SELECTED TEXT:
The plaintiff must remain a shareholder through the duration of the legal action.
There is no other case where shareholders may initiate a derivative action to enforce a right of a corporation.
A shareholder may alternatively or cumulatively bring individual legal action against the directors, provided he has suffered distinct damages from those suffered by the corporation. In this case, any damages awarded by the court are paid to the relevant shareholder.
Under Delaware law, a stockholder may initiate a derivative action to enforce a right of a corporation if the corporation fails to enforce the right itself. The complaint must:
•  state that the plaintiff was a stockholder at the time of the transaction of which the plaintiff complains or that the plaintiff’s shares thereafter devolved on the plaintiff by operation of law; and
•  allege with particularity the efforts made by the plaintiff to obtain the action the plaintiff desires from the directors and the reasons for the plaintiff’s failure to obtain the action; or
•  state the reasons for not making the effort.

RECORD EXCERPTS:
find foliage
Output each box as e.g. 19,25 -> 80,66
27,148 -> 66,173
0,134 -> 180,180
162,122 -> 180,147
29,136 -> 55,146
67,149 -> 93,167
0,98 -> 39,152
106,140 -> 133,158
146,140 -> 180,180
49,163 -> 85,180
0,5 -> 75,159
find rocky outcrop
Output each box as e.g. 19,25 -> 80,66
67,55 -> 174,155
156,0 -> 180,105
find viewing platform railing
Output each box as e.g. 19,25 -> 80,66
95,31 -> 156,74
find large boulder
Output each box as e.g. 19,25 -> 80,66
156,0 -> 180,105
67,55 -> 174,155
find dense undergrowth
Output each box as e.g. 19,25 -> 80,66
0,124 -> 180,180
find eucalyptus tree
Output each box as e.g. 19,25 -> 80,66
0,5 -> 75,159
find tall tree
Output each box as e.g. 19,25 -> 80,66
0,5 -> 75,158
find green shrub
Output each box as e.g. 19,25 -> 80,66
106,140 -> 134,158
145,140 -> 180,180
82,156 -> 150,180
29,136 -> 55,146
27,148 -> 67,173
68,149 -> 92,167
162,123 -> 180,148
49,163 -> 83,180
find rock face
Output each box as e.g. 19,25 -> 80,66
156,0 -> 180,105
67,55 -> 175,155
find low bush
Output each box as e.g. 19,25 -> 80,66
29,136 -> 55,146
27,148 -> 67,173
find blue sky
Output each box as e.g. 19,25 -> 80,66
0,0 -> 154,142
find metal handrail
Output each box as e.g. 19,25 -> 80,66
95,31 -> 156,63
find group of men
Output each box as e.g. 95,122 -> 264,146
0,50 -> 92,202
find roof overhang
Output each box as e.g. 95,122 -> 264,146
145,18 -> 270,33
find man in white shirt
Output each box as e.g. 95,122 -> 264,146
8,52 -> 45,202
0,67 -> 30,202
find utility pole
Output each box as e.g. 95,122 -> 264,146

EXPLORE THE MATERIAL:
1: Answer these questions using the passage on derivative actions, one line each.
(a) For how long must the plaintiff remain a shareholder?
(b) In an individual action against the directors, to whom are any damages awarded by the court paid?
(c) Under Delaware law, on what condition may a stockholder initiate a derivative action to enforce a right of a corporation?
2: Extract word for word the portion of the passage on derivative actions that begins with the words containing "There is no" and ends with "the relevant shareholder.".

SOLVED PROBLEMS:
1:
(a) Through the duration of the legal action.
(b) To the relevant shareholder.
(c) If the corporation fails to enforce the right itself.

2:
There is no other case where shareholders may initiate a derivative action to enforce a right of a corporation.
A shareholder may alternatively or cumulatively bring individual legal action against the directors, provided he has suffered distinct damages from those suffered by the corporation. In this case, any damages awarded by the court are paid to the relevant shareholder.